### Records shown

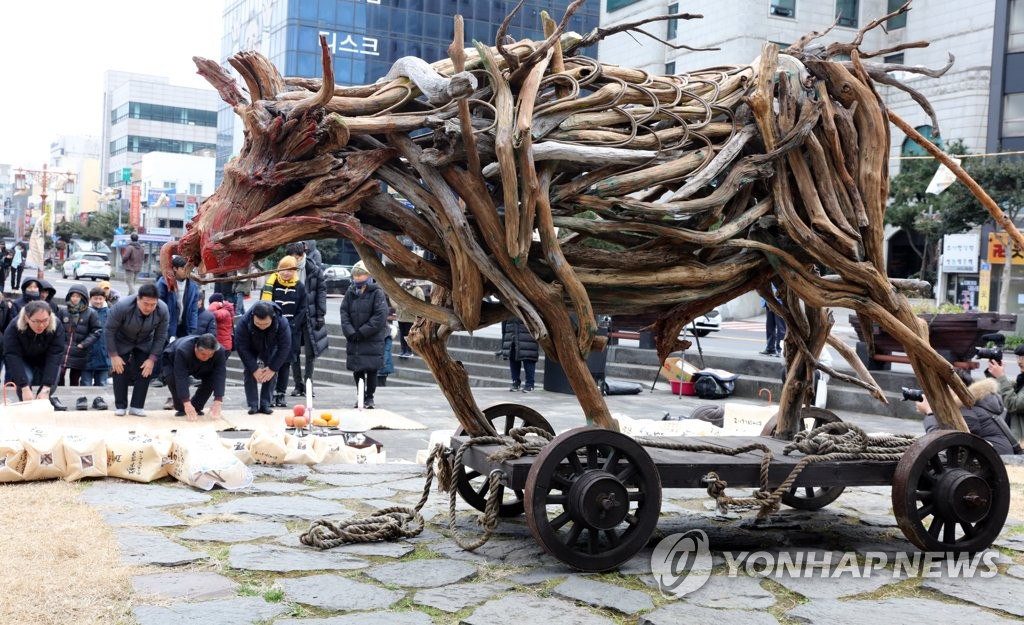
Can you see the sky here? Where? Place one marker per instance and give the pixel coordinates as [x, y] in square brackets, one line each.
[54, 53]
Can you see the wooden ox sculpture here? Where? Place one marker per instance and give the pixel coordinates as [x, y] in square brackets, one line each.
[566, 188]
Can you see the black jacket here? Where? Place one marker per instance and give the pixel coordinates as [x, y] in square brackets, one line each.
[272, 346]
[364, 322]
[514, 333]
[81, 330]
[180, 362]
[27, 349]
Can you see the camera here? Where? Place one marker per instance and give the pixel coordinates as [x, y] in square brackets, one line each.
[992, 353]
[912, 394]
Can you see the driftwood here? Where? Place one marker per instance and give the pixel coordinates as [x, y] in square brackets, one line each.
[565, 188]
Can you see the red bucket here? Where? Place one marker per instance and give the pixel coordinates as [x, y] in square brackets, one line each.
[680, 387]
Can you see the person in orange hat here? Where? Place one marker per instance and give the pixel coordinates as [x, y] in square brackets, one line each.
[285, 289]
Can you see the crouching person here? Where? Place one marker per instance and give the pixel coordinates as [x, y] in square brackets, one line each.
[202, 358]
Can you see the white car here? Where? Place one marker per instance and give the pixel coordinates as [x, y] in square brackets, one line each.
[87, 264]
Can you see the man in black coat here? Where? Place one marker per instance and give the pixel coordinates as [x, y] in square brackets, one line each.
[136, 334]
[202, 358]
[263, 340]
[34, 349]
[364, 321]
[313, 335]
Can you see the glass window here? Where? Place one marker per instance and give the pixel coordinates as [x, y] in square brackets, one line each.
[898, 22]
[614, 5]
[847, 11]
[1013, 115]
[782, 8]
[1015, 41]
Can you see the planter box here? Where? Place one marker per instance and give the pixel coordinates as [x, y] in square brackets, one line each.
[953, 335]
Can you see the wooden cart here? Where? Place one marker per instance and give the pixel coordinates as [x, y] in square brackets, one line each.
[593, 497]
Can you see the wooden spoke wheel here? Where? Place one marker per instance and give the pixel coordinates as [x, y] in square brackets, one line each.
[950, 493]
[593, 498]
[472, 486]
[808, 497]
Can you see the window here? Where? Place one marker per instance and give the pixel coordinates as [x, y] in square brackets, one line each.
[673, 28]
[614, 5]
[1013, 115]
[1015, 39]
[782, 8]
[898, 22]
[846, 10]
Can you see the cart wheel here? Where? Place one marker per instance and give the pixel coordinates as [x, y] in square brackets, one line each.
[593, 498]
[950, 493]
[808, 497]
[471, 485]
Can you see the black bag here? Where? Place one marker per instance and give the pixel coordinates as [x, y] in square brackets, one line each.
[620, 387]
[710, 387]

######

> _What to work on_
When copying the data above, repeat every word exactly and drop the pictures.

> _Reply to the task_
Can you see the sky here? Where? Place one marker per instance and give the pixel coordinates as [x, y] in square brackets, one line each.
[54, 53]
Can you see the wooden ox sculpture here? Where? Place one marker per instance and give the pixel coordinates as [x, y] in square brackets, one line each.
[566, 188]
Can you see the black jacket here? Where? Place one marker per instance and give the pixel coordinates as [x, y] in square brackets, one line each.
[272, 346]
[364, 322]
[514, 333]
[81, 330]
[180, 362]
[27, 349]
Can you see the camera here? Where? Place one marker per instance and give the pixel coordinates as [x, y] in square brackets, one line each.
[992, 353]
[912, 394]
Can you see the driftwood here? Where? Place one marker per instance and give the pixel coordinates as [x, y] in square brackets, one line each.
[565, 188]
Can you see the red bucket here? Where? Place one marker per instance and give the pixel coordinates as [x, y] in square brackets, one line each.
[680, 387]
Can you see the person in orange hat here? Where? Place one marker per instance and give the pixel coordinates as [x, y] in square brackets, one line each.
[285, 289]
Can you see the crouching person here? Where? Place one marker per instance and give the pixel coordinates as [x, y] in square brackets, one line each.
[202, 358]
Can you see the white car here? Where? Place one marker per instance and give the pixel coordinates as [x, y] in square brackets, one line each.
[87, 264]
Can you see the man in black coat here? Where? Place one marker per instance and give the pixel coordinates as [x, y] in square brackets, one line each.
[136, 334]
[202, 358]
[263, 340]
[34, 349]
[364, 321]
[313, 335]
Can you see the glass window here? Where? Place one marker per instance and give the pixel coordinates as [x, y] in square brackets, one line each.
[898, 22]
[614, 5]
[847, 11]
[1013, 115]
[782, 8]
[1015, 41]
Can you see the planter box here? Where? Place one marker per instance and give the pixel coordinates as [x, y] in square brackets, one line each.
[953, 335]
Can you see the wooden cart here? Where? Place one marker per instance and give the pixel coordinates as [x, y] in square brackets, one line each.
[593, 497]
Can you see the wooden spoke wheel here? Where? Place one marker per instance and give the pixel coordinates as [x, y] in square brackets, one line each.
[950, 493]
[593, 498]
[472, 486]
[808, 497]
Can you see the window here? Where? Place one marker per instance and give the pixel coordinates as [x, y] in square brackets, one line each.
[673, 28]
[614, 5]
[1013, 115]
[1015, 39]
[782, 8]
[898, 22]
[846, 10]
Can you see the cart wheel here? Where? Place one marker per instance and give the pixel coordinates as [x, y] in square brackets, one line each.
[593, 498]
[950, 493]
[808, 497]
[471, 485]
Can you see the black bag here? Where? Place one marker per instance and give the pixel coordinates as [x, y] in square brackets, one line each.
[620, 387]
[710, 387]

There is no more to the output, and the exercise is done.